Saved entries
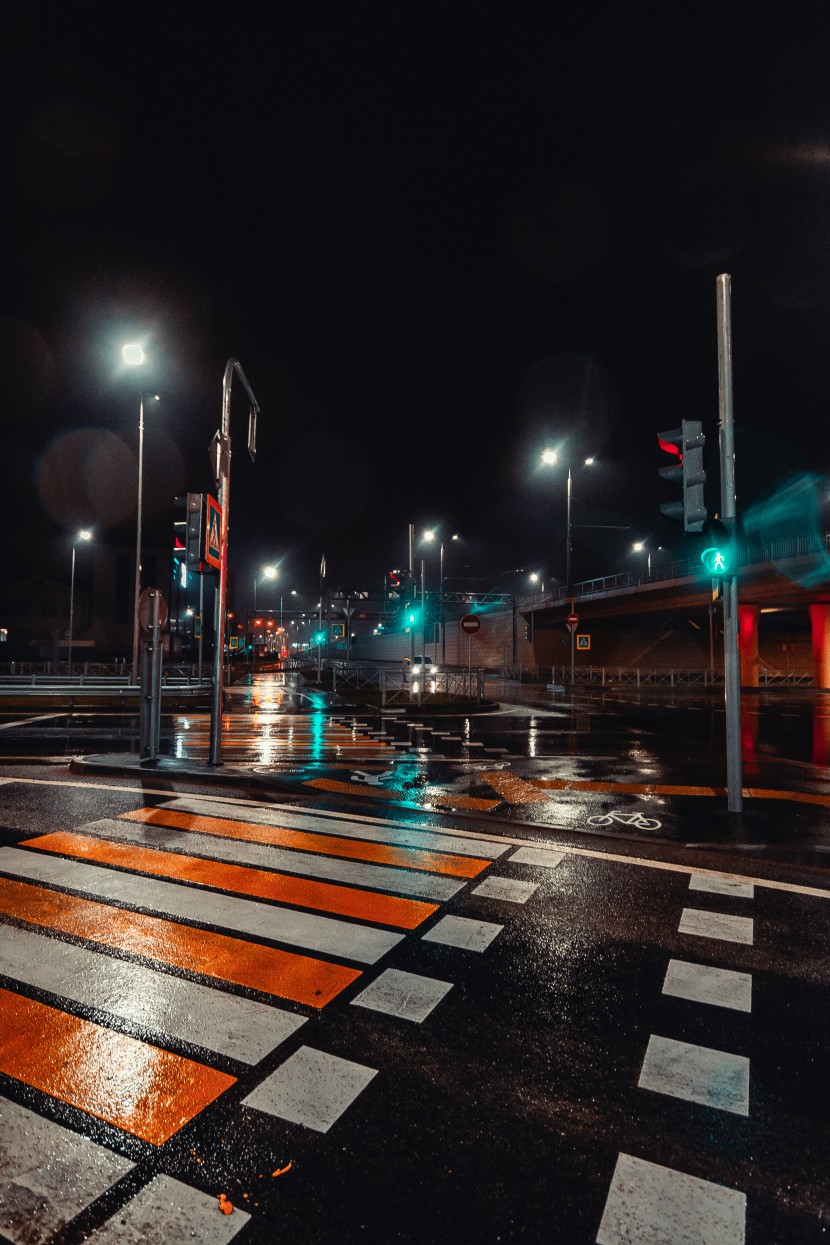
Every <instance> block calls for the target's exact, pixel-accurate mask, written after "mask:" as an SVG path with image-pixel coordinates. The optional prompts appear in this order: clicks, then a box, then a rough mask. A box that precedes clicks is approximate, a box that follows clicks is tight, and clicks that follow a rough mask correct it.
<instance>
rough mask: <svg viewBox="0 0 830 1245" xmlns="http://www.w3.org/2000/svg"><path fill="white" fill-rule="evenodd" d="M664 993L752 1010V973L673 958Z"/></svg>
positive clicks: (672, 995) (695, 999)
mask: <svg viewBox="0 0 830 1245" xmlns="http://www.w3.org/2000/svg"><path fill="white" fill-rule="evenodd" d="M663 994H664V995H672V996H673V997H674V998H688V1000H691V1001H692V1002H696V1003H711V1005H712V1006H714V1007H732V1008H733V1010H734V1011H745V1012H750V1011H752V974H750V972H735V971H734V970H733V969H714V967H713V966H712V965H708V964H688V962H687V961H686V960H669V961H668V969H667V971H666V981H664V982H663Z"/></svg>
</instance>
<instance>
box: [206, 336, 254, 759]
mask: <svg viewBox="0 0 830 1245" xmlns="http://www.w3.org/2000/svg"><path fill="white" fill-rule="evenodd" d="M234 372H236V375H238V376H239V378H240V381H241V382H243V385H244V386H245V392H246V393H248V397H249V398H250V403H251V406H250V413H249V418H248V452H249V453H250V456H251V459H254V458H255V457H256V415H258V412H259V402H258V401H256V398H255V397H254V393H253V390H251V387H250V385H249V383H248V378H246V376H245V373H244V371H243V370H241V365H240V362H239V360H238V359H229V360H228V362H226V365H225V375H224V377H223V381H221V427H220V430H219V432H217V435H215V437H214V448H215V474H217V492H218V502H219V509H220V510H221V535H220V543H221V555H220V559H219V584H218V585H217V601H215V610H214V652H213V690H212V702H210V756H209V763H210V764H212V766H219V764H221V708H223V705H221V701H223V692H224V674H225V672H224V665H223V657H224V647H225V598H226V593H228V510H229V505H230V433H229V431H228V430H229V426H230V385H231V381H233V378H234Z"/></svg>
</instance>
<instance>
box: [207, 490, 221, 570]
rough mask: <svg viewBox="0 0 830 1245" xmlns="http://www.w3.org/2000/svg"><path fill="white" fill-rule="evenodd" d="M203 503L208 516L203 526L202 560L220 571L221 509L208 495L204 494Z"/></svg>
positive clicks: (220, 566)
mask: <svg viewBox="0 0 830 1245" xmlns="http://www.w3.org/2000/svg"><path fill="white" fill-rule="evenodd" d="M205 502H207V505H208V514H207V522H205V525H204V560H205V561H207V563H208V565H209V566H213V568H214V569H215V570H221V507H220V505H219V502H217V500H214V498H213V497H210V494H209V493H207V494H205Z"/></svg>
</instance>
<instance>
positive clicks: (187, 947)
mask: <svg viewBox="0 0 830 1245" xmlns="http://www.w3.org/2000/svg"><path fill="white" fill-rule="evenodd" d="M0 914H1V915H4V916H11V918H12V919H15V920H20V921H26V923H29V924H30V925H37V926H40V928H42V929H50V930H56V931H57V933H61V934H70V935H71V936H73V937H82V939H86V940H87V941H90V942H97V944H98V945H101V946H110V947H112V949H113V950H118V951H128V952H129V954H131V955H141V956H146V957H148V959H151V960H157V961H158V962H161V964H169V965H170V966H172V967H175V969H187V970H188V971H190V972H200V974H202V975H203V976H205V977H213V979H215V980H218V981H230V982H233V984H234V985H235V986H248V987H249V989H251V990H259V991H261V992H263V994H266V995H276V996H277V997H280V998H287V1000H290V1001H291V1002H296V1003H305V1005H306V1006H309V1007H325V1006H326V1003H329V1002H331V1000H332V998H335V997H336V995H338V994H340V992H341V990H345V989H346V986H350V985H351V984H352V981H356V980H357V977H360V976H361V971H360V970H358V969H350V967H346V965H342V964H330V962H329V961H326V960H315V957H314V956H310V955H300V954H297V952H295V951H280V950H277V949H276V947H271V946H264V945H263V944H261V942H248V941H245V940H244V939H236V937H231V936H230V935H228V934H214V933H212V931H210V930H202V929H194V928H193V926H190V925H182V924H180V923H179V921H168V920H164V919H163V918H161V916H147V915H144V914H143V913H132V911H128V910H126V909H122V908H113V906H112V905H110V904H101V903H98V901H97V900H93V899H81V898H80V896H77V895H66V894H63V893H62V891H58V890H49V889H47V888H45V886H34V885H31V884H30V883H27V881H12V880H11V879H10V878H0ZM0 936H1V935H0Z"/></svg>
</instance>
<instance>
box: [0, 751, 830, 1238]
mask: <svg viewBox="0 0 830 1245" xmlns="http://www.w3.org/2000/svg"><path fill="white" fill-rule="evenodd" d="M0 778H2V779H5V781H4V783H2V786H0V802H1V807H2V828H1V829H0V921H1V923H2V930H4V931H6V934H7V935H9V936H7V937H4V939H2V940H1V941H0V949H1V951H0V955H1V959H0V1119H1V1127H0V1158H1V1162H0V1233H2V1234H4V1235H5V1236H6V1239H9V1240H10V1241H12V1243H14V1245H22V1243H24V1241H25V1243H30V1241H37V1240H46V1238H47V1236H49V1234H52V1235H51V1238H50V1239H51V1240H52V1241H56V1243H60V1245H78V1243H80V1241H81V1240H85V1239H90V1240H92V1241H101V1240H106V1241H118V1243H124V1241H127V1243H132V1241H137V1243H138V1241H142V1243H146V1241H156V1240H158V1241H170V1240H188V1239H197V1240H203V1241H220V1240H231V1239H234V1240H239V1243H240V1245H254V1243H256V1245H266V1243H268V1245H271V1243H273V1241H274V1240H277V1239H291V1240H301V1241H304V1243H306V1241H307V1243H310V1245H316V1243H331V1245H335V1243H337V1245H342V1243H347V1245H351V1243H352V1241H370V1243H373V1245H375V1243H377V1245H387V1243H391V1241H401V1243H407V1241H423V1240H428V1241H436V1243H441V1241H448V1243H449V1241H458V1240H459V1239H460V1240H475V1241H483V1243H490V1241H494V1243H495V1241H510V1240H526V1241H540V1243H541V1241H550V1240H562V1241H567V1243H569V1245H594V1243H596V1241H601V1243H613V1245H623V1243H631V1241H633V1240H648V1241H663V1243H669V1241H671V1243H672V1245H674V1241H681V1240H683V1233H684V1231H686V1225H688V1224H689V1223H693V1224H696V1225H697V1230H698V1234H699V1239H701V1240H703V1241H711V1243H718V1245H739V1243H742V1241H745V1243H747V1245H773V1243H778V1245H790V1243H793V1245H795V1243H798V1245H804V1243H808V1245H809V1243H811V1241H819V1240H821V1239H823V1235H821V1234H823V1228H824V1223H825V1221H824V1208H825V1206H826V1204H828V1194H829V1193H830V1186H829V1184H828V1170H826V1153H828V1142H829V1140H830V1135H829V1127H828V1122H826V1112H825V1111H824V1099H823V1096H821V1094H820V1092H819V1078H820V1076H821V1068H823V1062H824V1046H825V1041H824V1037H825V1033H826V1022H828V998H826V991H828V972H829V966H828V959H826V950H825V949H826V945H828V937H829V936H830V908H829V906H828V899H830V889H826V888H824V886H821V885H811V886H810V885H805V884H801V883H794V881H793V880H791V878H790V874H789V871H788V870H775V869H772V868H770V867H769V865H768V867H767V869H765V870H764V876H759V875H758V873H757V871H755V869H754V862H753V867H752V869H745V868H737V867H735V862H734V859H732V860H729V862H724V859H723V858H718V857H717V855H713V854H711V853H699V852H694V850H689V849H688V848H686V847H682V845H678V844H677V845H674V847H673V848H672V849H663V848H656V847H653V845H652V848H651V849H650V852H648V853H647V854H643V853H640V854H638V853H637V852H636V850H635V848H636V845H635V844H628V845H627V852H628V855H626V853H625V852H621V850H620V844H618V843H615V842H613V840H606V842H602V840H599V839H596V840H587V839H586V838H585V837H584V835H576V834H570V835H569V834H566V833H564V834H560V833H559V832H556V830H555V829H553V828H551V827H548V828H540V829H531V828H529V827H525V825H518V824H516V825H511V824H509V823H508V822H505V820H504V819H499V820H498V822H495V823H489V822H488V820H487V818H484V817H480V815H472V814H470V815H468V814H458V813H455V814H444V813H441V812H437V810H434V809H433V810H432V812H431V813H428V814H422V813H421V812H419V810H412V809H397V810H396V815H394V817H392V815H388V809H387V808H386V807H383V808H382V809H377V808H376V809H375V813H373V815H368V814H367V813H365V812H358V813H353V812H352V810H351V804H348V803H346V804H345V806H343V808H342V810H340V812H335V810H333V809H324V808H312V807H302V808H300V807H297V806H296V804H292V806H291V807H287V806H284V804H279V803H275V797H274V796H271V797H268V796H265V794H264V793H260V794H259V798H245V799H233V798H231V797H230V796H229V794H228V792H223V793H221V794H219V793H218V792H208V791H202V792H187V791H184V792H183V791H180V789H175V787H174V784H175V779H174V778H172V777H170V774H169V773H168V774H164V773H148V774H142V776H141V783H139V786H141V788H143V789H138V787H137V786H136V778H134V777H129V776H127V777H124V778H122V779H121V786H116V783H114V782H113V779H112V777H108V778H106V779H96V778H95V776H92V774H87V776H86V777H78V776H77V774H76V776H72V774H71V773H70V772H68V769H67V768H66V767H63V768H60V767H54V768H49V769H46V768H40V767H39V768H35V767H29V768H26V767H20V768H19V769H17V772H16V773H10V772H9V769H7V768H4V769H2V771H0ZM131 784H132V789H131ZM170 784H173V788H174V789H170ZM166 786H167V789H162V788H163V787H166ZM781 878H783V880H781ZM814 881H815V879H814ZM229 1208H230V1209H229ZM707 1225H708V1226H707ZM707 1234H708V1235H707Z"/></svg>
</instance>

What to work on -
Across the records above, show each line containing the word "rough".

Your solution -
Every <instance> block calls for the target's exact, pixel-accurate mask, written after "mask:" as an SVG path with image-pixel coordinates. The optional prompts appear in this order: clicks, then a box, then a rough mask. A box that precedes clicks is approximate, a box that follows clicks is tight, and clicks that follow a rough mask correct it.
rough mask: <svg viewBox="0 0 830 1245" xmlns="http://www.w3.org/2000/svg"><path fill="white" fill-rule="evenodd" d="M664 993L752 1010V973L673 958Z"/></svg>
rough mask: <svg viewBox="0 0 830 1245" xmlns="http://www.w3.org/2000/svg"><path fill="white" fill-rule="evenodd" d="M203 503L208 516L203 526L202 560L220 571L221 509L208 495L204 494Z"/></svg>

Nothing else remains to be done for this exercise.